BRIEF
Please reproduce the listing below, switching "deepest" to "innermost" wherever it occurs and leaving everything else unchanged.

TASK DATA
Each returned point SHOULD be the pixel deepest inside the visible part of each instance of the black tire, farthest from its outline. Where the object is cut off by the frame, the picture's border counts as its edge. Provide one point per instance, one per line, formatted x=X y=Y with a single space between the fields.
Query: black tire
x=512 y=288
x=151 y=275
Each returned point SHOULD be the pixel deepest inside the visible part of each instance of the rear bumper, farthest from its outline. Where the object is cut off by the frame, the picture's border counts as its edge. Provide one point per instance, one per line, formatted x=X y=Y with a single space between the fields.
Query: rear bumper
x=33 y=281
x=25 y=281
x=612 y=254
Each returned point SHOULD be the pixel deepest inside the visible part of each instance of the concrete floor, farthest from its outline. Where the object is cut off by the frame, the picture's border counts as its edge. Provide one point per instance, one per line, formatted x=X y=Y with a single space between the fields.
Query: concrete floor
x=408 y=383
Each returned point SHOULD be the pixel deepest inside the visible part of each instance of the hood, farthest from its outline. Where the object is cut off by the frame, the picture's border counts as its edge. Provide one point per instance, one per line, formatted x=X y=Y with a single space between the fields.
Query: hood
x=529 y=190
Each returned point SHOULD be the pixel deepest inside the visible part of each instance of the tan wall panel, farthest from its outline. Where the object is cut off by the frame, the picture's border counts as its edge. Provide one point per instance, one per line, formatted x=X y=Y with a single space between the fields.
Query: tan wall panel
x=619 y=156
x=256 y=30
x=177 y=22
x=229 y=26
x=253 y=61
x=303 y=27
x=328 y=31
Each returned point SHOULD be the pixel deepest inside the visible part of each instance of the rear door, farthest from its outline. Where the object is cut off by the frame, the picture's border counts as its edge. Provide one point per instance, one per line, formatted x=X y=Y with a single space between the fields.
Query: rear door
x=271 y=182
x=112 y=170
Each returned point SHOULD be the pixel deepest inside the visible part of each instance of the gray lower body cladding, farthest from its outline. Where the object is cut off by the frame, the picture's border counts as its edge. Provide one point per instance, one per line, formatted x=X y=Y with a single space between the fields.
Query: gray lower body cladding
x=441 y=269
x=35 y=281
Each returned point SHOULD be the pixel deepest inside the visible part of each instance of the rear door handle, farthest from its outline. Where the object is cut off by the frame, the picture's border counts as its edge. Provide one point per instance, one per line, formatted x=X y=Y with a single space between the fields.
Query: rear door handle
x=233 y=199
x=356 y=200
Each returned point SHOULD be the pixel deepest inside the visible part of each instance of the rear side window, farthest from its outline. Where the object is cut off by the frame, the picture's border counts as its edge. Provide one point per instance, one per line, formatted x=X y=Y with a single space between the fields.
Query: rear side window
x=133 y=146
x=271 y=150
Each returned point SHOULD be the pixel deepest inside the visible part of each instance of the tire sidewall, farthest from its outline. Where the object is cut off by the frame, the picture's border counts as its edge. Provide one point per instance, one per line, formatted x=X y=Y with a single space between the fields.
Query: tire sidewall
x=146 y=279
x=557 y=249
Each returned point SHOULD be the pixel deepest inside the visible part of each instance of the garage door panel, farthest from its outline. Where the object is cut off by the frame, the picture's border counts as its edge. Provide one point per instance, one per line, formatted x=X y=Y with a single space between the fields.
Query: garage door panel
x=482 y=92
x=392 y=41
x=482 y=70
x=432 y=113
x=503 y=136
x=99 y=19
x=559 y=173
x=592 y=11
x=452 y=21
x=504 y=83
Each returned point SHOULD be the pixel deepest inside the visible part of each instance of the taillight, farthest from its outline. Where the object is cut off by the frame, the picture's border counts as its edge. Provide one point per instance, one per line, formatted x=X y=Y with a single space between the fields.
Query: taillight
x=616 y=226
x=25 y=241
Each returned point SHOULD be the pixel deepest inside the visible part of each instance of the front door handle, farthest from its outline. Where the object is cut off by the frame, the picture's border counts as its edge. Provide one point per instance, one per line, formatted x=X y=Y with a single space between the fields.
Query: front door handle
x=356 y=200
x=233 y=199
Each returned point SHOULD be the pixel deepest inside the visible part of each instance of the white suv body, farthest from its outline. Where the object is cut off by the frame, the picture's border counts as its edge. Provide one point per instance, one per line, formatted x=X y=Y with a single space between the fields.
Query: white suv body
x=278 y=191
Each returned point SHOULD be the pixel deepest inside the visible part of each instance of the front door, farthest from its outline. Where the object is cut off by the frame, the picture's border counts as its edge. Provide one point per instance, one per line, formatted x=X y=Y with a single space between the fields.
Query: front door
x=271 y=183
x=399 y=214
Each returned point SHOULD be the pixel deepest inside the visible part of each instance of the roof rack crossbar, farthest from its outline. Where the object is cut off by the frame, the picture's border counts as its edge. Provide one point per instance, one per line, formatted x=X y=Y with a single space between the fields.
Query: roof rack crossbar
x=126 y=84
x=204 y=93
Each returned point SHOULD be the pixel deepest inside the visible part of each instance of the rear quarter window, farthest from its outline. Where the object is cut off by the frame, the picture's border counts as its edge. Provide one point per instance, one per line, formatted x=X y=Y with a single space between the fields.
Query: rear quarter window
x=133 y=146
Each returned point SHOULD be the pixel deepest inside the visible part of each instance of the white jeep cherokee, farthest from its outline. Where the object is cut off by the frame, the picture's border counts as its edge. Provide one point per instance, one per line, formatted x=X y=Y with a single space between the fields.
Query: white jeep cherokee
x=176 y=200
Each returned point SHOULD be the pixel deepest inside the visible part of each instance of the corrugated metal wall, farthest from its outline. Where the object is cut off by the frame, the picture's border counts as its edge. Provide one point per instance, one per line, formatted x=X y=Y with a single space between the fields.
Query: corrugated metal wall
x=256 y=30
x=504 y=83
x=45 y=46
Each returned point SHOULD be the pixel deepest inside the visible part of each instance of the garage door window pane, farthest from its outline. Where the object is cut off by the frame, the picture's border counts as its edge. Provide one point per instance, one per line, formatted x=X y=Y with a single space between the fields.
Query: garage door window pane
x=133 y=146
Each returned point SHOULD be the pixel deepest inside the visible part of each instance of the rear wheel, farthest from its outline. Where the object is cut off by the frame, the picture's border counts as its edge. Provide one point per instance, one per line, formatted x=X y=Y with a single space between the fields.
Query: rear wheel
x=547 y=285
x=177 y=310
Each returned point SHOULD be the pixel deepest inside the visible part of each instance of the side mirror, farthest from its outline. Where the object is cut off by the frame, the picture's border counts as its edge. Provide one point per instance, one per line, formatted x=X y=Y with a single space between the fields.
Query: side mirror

CORRECT OUTPUT
Each returned point SHOULD be the pixel innermost inside the visible part of each instance of the black tire, farthest from its outline. Where the object is cut off by the frame, the picture's border counts as its edge. Provide one point per instance, one per line, formatted x=X y=Y with a single space between the fields.
Query: black tire
x=512 y=288
x=151 y=275
Each returned point SHOULD be the pixel innermost inside the visible part of each instance of the rear bumper, farthest from its outline. Where the object is cut off by the frame, the picture's border counts as its edge. Provide one point per instance, one per line, formatted x=X y=Y with a single space between the fields.
Query: rear bumper
x=33 y=281
x=25 y=281
x=612 y=254
Each returned point SHOULD be the pixel innermost inside the visible part of each instance of the concrete floor, farthest from its outline. Where the object is cut off by the frame, the picture's border counts as its edge. Provide one point per instance, one per line, formatted x=X y=Y with a single space between the fields.
Query: concrete floor
x=408 y=383
Each returned point SHOULD be the pixel innermost inside the visible part of each instance of the hood, farthest from its outline. Where the object is cut off by the frame, the picture's border counts as its edge. Provide one point per instance, one per line, formatted x=X y=Y with a single space between the fields.
Query: hood
x=529 y=190
Each returned point SHOULD be the pixel innermost inside the visible part of each instance of the tan wall panel, farthest from its outline. Where the object is cut off by the frame, the picture's border counts as its edge. Provide one point per instance, one per line, formatted x=X y=Y with a single space between the fields.
Query: tan wall panel
x=619 y=156
x=256 y=30
x=177 y=22
x=229 y=26
x=253 y=61
x=303 y=27
x=328 y=31
Each returned point SHOULD be the pixel innermost inside the visible part of each instance of the rear door, farthest from its outline. Where the object is cut off by the frame, the picture's border counts as its edge. Provide one point per instance, one per line, formatted x=X y=Y with a single space between the fields.
Query: rear door
x=271 y=182
x=112 y=170
Each returned point SHOULD be the pixel innermost inside the visible part of each instance of the gray lower body cladding, farthest from its outline. Where the object is cut off by the frame, the picture's border counts as its edge. Provide one point per instance, one per line, formatted x=X y=Y with a single space between the fields.
Query: gray lower body cladding
x=441 y=269
x=35 y=281
Each returned point SHOULD be the pixel innermost inside the visible part of each instance of the rear door handle, farthest from its outline. Where the object is cut off by the frame, the picture's border counts as its edge. Provide one point per instance, one per line, formatted x=X y=Y with a single space between the fields.
Query: rear door handle
x=233 y=199
x=356 y=200
Each returned point SHOULD be the pixel innermost inside the visible part of each instance of the rear side window, farthest from its outline. Where the object is cut off by the frame, the picture's border counts as its edge. Provide one point per instance, one per line, formatted x=X y=Y with a single space between the fields.
Query: rear side window
x=133 y=146
x=271 y=150
Each returned point SHOULD be the pixel innermost inside the visible part of each instance of the tire sidewall, farthest from its outline. Where the object is cut off by the frame, the picture's border counts as its edge. Provide one point per instance, one per line, formatted x=X y=Y with a single space between the fields.
Query: tire sidewall
x=146 y=279
x=557 y=249
Each returned point SHOULD be the pixel innermost inside the visible part of each instance of the garage door panel, farthest from its outline. Where the object is cut off by the frame, the picture's border counts as its edge. Provide one point per instance, one per line, formatted x=X y=Y with a single space between the fields.
Query: garage door panel
x=482 y=92
x=392 y=41
x=482 y=70
x=432 y=113
x=503 y=136
x=99 y=19
x=559 y=173
x=592 y=11
x=452 y=21
x=504 y=83
Each returned point SHOULD be the pixel innermost inside the visible part of each instance of the taillight, farthest from its outline. Where the object is cut off by the frame, the picture's border counts as its edge. Provide one point per instance, one per line, formatted x=X y=Y with a single space between the fields.
Query: taillight
x=616 y=226
x=25 y=241
Each returned point SHOULD be the pixel innermost inside the visible part of each instance of the front door handle, farthest from its outline. Where the object is cut off by the frame, the picture's border counts as its edge. Provide one point per instance, one per line, formatted x=X y=Y with a single space between the fields.
Query: front door handle
x=356 y=200
x=233 y=199
Each returned point SHOULD be the pixel innermost inside the visible part of each instance of the white suv body, farthest from its outline. Where the object is cut off by the frame, the picture's border counts as its edge. Provide one point per instance, one per line, formatted x=X y=Y with a single space between the fields.
Query: white suv body
x=278 y=191
Each returned point SHOULD be the pixel innermost inside the visible part of each instance of the front door, farthest from its outline. Where the object is cut off by the frame, the picture's border counts as its edge. Provide one point per instance, one per line, formatted x=X y=Y with a single space between the fields.
Query: front door
x=271 y=183
x=399 y=214
Each returned point SHOULD be the pixel innermost inside the visible part of each instance of the roof rack crossbar, farthest from its outline. Where the object is cut off by the frame, the picture's border counts as its edge. Provide one point per instance, one per line, formatted x=X y=Y with a single space between the fields.
Query: roof rack crossbar
x=126 y=84
x=204 y=93
Each returned point SHOULD be the pixel innermost inside the visible part of each instance of the rear quarter window, farthest from its outline. Where the object is cut off by the frame, the picture's border counts as its edge. Provide one point per instance, one per line, formatted x=X y=Y with a single space between the fields.
Query: rear quarter window
x=133 y=146
Each returned point SHOULD be the pixel innermost inside the visible part of each instance of the white jeep cherokee, farthest from its outline. Where the object is cut off by the frame, the picture's border counts as its edge. Provide one point per instance, one per line, formatted x=X y=Y with a single space between the fields.
Query: white jeep cherokee
x=176 y=200
Each returned point SHOULD be the pixel innermost inside the visible part of each instance of the corrugated metal wall, farthest from its outline. Where the object is cut off by the frame, the picture's border counts as its edge. Provide one point per instance, one per line, formatted x=X y=Y with a single space between the fields.
Query: corrugated metal wall
x=256 y=30
x=504 y=83
x=45 y=46
Each returned point SHOULD be the pixel innermost inside the visible part of each instance of the garage door window pane, farthest from its outline. Where the object is cut off by the frame, the picture's border counts as its edge. Provide one point per instance, one per line, formatted x=X y=Y with a single space between the fields.
Query: garage door window pane
x=133 y=146
Each returned point SHOULD be the pixel innermost inside the visible part of each instance of the rear wheel, farthest from its outline. Where the object is cut off by the frame, the picture's border counts as its edge. Provide one point per instance, one per line, formatted x=X y=Y with a single space between the fields.
Query: rear wheel
x=547 y=285
x=177 y=310
Each returned point SHOULD be the pixel innermost inside the visible part of each instance of the side mirror, farthest from its outline. Where the object is cut off by the frame, the picture's border counts as its edge. Provide one point per instance, one per line, formatted x=X y=Y with a single space between the fields.
Query: side mirror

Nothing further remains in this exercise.